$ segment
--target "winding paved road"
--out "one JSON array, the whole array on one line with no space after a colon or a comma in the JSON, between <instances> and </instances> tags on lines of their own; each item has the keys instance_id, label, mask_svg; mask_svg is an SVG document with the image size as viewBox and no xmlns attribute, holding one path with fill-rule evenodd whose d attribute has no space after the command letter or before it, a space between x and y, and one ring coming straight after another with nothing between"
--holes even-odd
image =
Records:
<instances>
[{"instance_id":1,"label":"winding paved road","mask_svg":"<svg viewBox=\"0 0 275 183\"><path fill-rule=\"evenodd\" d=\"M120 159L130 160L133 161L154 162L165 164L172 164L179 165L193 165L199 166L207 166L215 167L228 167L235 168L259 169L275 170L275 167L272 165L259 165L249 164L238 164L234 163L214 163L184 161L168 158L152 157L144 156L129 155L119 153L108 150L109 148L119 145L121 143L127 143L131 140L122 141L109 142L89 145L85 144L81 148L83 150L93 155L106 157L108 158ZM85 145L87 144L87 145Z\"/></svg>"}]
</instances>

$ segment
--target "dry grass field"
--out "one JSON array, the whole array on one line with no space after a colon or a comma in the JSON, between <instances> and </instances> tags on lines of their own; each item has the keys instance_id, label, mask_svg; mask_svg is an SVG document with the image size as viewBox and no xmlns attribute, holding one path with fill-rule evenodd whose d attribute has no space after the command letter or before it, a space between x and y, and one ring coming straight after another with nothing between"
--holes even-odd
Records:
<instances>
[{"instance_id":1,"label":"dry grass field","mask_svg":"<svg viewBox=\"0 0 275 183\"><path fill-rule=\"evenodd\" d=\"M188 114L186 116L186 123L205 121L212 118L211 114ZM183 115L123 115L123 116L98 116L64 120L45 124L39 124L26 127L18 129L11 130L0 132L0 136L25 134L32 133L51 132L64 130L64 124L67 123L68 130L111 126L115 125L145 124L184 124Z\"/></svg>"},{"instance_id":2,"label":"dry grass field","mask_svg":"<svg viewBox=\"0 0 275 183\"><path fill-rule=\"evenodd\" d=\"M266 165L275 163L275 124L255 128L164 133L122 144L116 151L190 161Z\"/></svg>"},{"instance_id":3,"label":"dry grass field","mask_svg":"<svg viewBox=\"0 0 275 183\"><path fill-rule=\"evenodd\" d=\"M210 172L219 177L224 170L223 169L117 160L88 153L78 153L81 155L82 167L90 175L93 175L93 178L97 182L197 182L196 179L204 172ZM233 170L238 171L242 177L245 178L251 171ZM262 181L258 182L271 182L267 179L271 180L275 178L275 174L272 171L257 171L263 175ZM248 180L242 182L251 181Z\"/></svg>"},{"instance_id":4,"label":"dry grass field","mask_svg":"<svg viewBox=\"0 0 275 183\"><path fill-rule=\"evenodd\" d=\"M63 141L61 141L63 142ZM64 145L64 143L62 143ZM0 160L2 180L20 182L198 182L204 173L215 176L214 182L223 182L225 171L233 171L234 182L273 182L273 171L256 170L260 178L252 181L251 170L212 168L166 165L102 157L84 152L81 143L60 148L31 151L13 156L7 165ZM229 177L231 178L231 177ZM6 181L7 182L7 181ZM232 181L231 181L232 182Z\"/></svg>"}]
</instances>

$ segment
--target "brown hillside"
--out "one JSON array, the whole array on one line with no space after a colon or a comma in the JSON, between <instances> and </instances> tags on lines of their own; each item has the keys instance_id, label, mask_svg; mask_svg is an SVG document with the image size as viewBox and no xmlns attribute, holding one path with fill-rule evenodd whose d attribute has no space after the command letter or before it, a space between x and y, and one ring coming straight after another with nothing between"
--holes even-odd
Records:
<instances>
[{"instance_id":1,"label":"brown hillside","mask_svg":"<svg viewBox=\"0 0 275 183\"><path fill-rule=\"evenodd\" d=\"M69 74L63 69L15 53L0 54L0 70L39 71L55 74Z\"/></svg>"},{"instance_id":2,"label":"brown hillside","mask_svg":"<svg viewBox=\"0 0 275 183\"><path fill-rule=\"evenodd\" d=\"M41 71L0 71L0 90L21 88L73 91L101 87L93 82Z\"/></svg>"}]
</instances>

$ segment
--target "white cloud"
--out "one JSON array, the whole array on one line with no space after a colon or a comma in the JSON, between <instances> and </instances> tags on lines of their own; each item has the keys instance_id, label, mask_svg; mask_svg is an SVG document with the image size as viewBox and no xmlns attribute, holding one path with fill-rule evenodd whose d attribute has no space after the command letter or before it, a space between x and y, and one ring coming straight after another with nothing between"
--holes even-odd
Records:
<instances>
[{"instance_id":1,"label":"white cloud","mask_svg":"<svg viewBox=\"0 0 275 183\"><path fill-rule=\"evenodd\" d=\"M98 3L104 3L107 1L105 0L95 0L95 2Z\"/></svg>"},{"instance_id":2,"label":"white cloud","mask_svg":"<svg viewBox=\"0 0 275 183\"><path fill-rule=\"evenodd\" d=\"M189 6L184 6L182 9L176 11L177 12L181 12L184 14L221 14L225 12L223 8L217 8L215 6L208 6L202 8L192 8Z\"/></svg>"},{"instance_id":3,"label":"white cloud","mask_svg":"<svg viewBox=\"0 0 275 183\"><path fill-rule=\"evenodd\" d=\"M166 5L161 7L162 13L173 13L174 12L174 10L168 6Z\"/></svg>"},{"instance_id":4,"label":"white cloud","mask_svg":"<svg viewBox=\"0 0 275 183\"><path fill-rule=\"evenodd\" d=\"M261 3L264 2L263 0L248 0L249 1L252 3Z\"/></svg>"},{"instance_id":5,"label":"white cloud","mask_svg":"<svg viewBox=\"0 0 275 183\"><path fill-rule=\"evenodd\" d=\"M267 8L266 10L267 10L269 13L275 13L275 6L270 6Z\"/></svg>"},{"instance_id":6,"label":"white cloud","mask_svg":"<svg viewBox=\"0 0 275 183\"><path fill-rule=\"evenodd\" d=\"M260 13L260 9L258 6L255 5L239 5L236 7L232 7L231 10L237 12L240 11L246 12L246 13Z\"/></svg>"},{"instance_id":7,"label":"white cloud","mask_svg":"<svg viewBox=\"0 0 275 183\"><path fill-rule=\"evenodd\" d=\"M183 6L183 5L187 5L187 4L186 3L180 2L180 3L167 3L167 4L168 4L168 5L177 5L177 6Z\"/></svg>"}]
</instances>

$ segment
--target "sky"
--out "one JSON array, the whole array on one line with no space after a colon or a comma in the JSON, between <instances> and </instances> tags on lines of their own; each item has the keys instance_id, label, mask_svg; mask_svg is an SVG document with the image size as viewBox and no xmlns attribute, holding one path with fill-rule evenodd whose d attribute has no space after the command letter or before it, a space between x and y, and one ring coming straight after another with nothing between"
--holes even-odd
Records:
===============
Do this
Every entry should be printed again exactly as it stands.

The answer
$ segment
--target "winding paved road"
--out "one JSON array, the whole array on one line with no space after a colon or a comma in the JSON, between <instances> and </instances> tags on lines of their own; each item has the keys instance_id, label, mask_svg; mask_svg is an SVG document with the image size as viewBox and no xmlns attribute, holding one path with fill-rule evenodd whose d attribute has no space after the command letter or before it, a space between x and y, and one ring coming straight after another with nothing between"
--holes even-odd
image =
Records:
<instances>
[{"instance_id":1,"label":"winding paved road","mask_svg":"<svg viewBox=\"0 0 275 183\"><path fill-rule=\"evenodd\" d=\"M120 159L130 160L133 161L154 162L165 164L172 164L179 165L193 165L199 166L207 166L215 167L228 167L235 168L259 169L275 170L275 167L272 165L259 165L249 164L238 164L234 163L214 163L184 161L168 158L152 157L144 156L129 155L119 153L108 150L109 148L119 145L121 143L127 143L131 140L122 141L109 142L89 145L85 144L81 148L83 150L93 155L106 157L108 158ZM85 145L87 144L87 145Z\"/></svg>"}]
</instances>

$ segment
--target "dry grass field"
--out "one JSON array, the whole array on one line with no space after a colon or a comma in the JSON, between <instances> and </instances> tags on lines of their own; each item has the keys instance_id, label, mask_svg; mask_svg is an SVG document with the image size as viewBox and no xmlns attribute, holding one path with fill-rule evenodd whose d attribute has no space after the command letter or before it, a space between x and y, and one ring coming straight after another with nothing between"
--holes even-odd
Records:
<instances>
[{"instance_id":1,"label":"dry grass field","mask_svg":"<svg viewBox=\"0 0 275 183\"><path fill-rule=\"evenodd\" d=\"M188 114L186 116L186 123L205 121L212 118L211 114ZM183 115L123 115L123 116L98 116L64 120L45 124L39 124L26 127L18 129L11 130L0 132L0 136L25 134L32 133L51 132L64 130L64 124L67 123L68 130L111 126L115 125L145 124L184 124Z\"/></svg>"},{"instance_id":2,"label":"dry grass field","mask_svg":"<svg viewBox=\"0 0 275 183\"><path fill-rule=\"evenodd\" d=\"M266 165L275 163L275 124L255 128L164 133L122 144L116 151L190 161Z\"/></svg>"},{"instance_id":3,"label":"dry grass field","mask_svg":"<svg viewBox=\"0 0 275 183\"><path fill-rule=\"evenodd\" d=\"M210 172L219 177L224 170L223 169L117 160L88 153L78 153L81 155L82 167L90 175L93 175L93 178L97 182L197 182L196 179L204 172ZM233 170L238 171L242 177L245 178L251 171ZM262 181L258 182L271 182L267 179L271 180L275 178L275 174L272 171L257 171L263 175ZM248 180L242 182L251 181Z\"/></svg>"},{"instance_id":4,"label":"dry grass field","mask_svg":"<svg viewBox=\"0 0 275 183\"><path fill-rule=\"evenodd\" d=\"M63 141L61 141L63 142ZM64 145L64 143L62 143ZM0 160L2 180L20 182L198 182L204 173L215 176L214 182L223 182L225 171L233 171L234 182L273 182L273 171L256 170L260 178L252 181L251 170L212 168L166 165L102 157L84 152L81 143L60 148L31 151L13 156L7 165ZM229 177L231 178L231 177ZM6 181L7 182L7 181ZM232 181L231 181L232 182Z\"/></svg>"}]
</instances>

$ segment
--target "brown hillside"
--out "one JSON array, the whole array on one line with no space after a colon or a comma in the JSON, between <instances> and </instances> tags on lines of their own; each item has the keys instance_id, label, mask_svg; mask_svg is an SVG document with the image size as viewBox and no xmlns attribute, holding one path with fill-rule evenodd whose d attribute has no space after the command letter or before it, a space between x and y, and one ring coming straight after another with nothing between"
--holes even-odd
Records:
<instances>
[{"instance_id":1,"label":"brown hillside","mask_svg":"<svg viewBox=\"0 0 275 183\"><path fill-rule=\"evenodd\" d=\"M69 74L63 69L15 53L0 54L0 70L39 71L55 74Z\"/></svg>"},{"instance_id":2,"label":"brown hillside","mask_svg":"<svg viewBox=\"0 0 275 183\"><path fill-rule=\"evenodd\" d=\"M41 71L0 71L0 90L21 88L73 91L101 87L93 82Z\"/></svg>"}]
</instances>

$ segment
--target "white cloud"
--out "one JSON array, the whole array on one line with no space after a colon or a comma in the JSON, between <instances> and </instances> tags on lines of their own; each item has the keys instance_id, label, mask_svg; mask_svg is an SVG document with the image size as viewBox and no xmlns attribute, holding one path with fill-rule evenodd whose d attribute has no space after the command letter or before it, a space between x and y, and one ring coming straight after another with nothing between"
--holes even-odd
Records:
<instances>
[{"instance_id":1,"label":"white cloud","mask_svg":"<svg viewBox=\"0 0 275 183\"><path fill-rule=\"evenodd\" d=\"M98 3L104 3L107 1L105 0L95 0L95 2Z\"/></svg>"},{"instance_id":2,"label":"white cloud","mask_svg":"<svg viewBox=\"0 0 275 183\"><path fill-rule=\"evenodd\" d=\"M189 6L184 6L182 9L176 11L177 12L181 12L184 14L221 14L225 12L223 8L217 8L215 6L208 6L202 8L192 8Z\"/></svg>"},{"instance_id":3,"label":"white cloud","mask_svg":"<svg viewBox=\"0 0 275 183\"><path fill-rule=\"evenodd\" d=\"M166 5L161 7L162 13L173 13L174 12L174 10L168 6Z\"/></svg>"},{"instance_id":4,"label":"white cloud","mask_svg":"<svg viewBox=\"0 0 275 183\"><path fill-rule=\"evenodd\" d=\"M261 3L264 2L263 0L248 0L249 1L252 3Z\"/></svg>"},{"instance_id":5,"label":"white cloud","mask_svg":"<svg viewBox=\"0 0 275 183\"><path fill-rule=\"evenodd\" d=\"M267 8L266 10L267 10L269 13L275 13L275 6L270 6Z\"/></svg>"},{"instance_id":6,"label":"white cloud","mask_svg":"<svg viewBox=\"0 0 275 183\"><path fill-rule=\"evenodd\" d=\"M260 13L260 9L258 6L255 5L239 5L236 7L232 7L231 10L237 12L240 11L246 12L246 13Z\"/></svg>"},{"instance_id":7,"label":"white cloud","mask_svg":"<svg viewBox=\"0 0 275 183\"><path fill-rule=\"evenodd\" d=\"M183 6L183 5L187 5L187 4L186 3L180 2L180 3L167 3L167 4L168 4L168 5L177 5L177 6Z\"/></svg>"}]
</instances>

$ segment
--target "sky"
--out "one JSON array, the whole array on one line with no space after a colon or a comma in the JSON, between <instances> and </instances> tags on lines of their own; each item has the keys instance_id, label, mask_svg; mask_svg is an SVG document with the image size as viewBox and no xmlns attribute, holding one path with fill-rule evenodd whose d attribute has no space after the command letter or before it, a space between x and y, and one ring coming straight after another with nothing between"
--holes even-odd
Records:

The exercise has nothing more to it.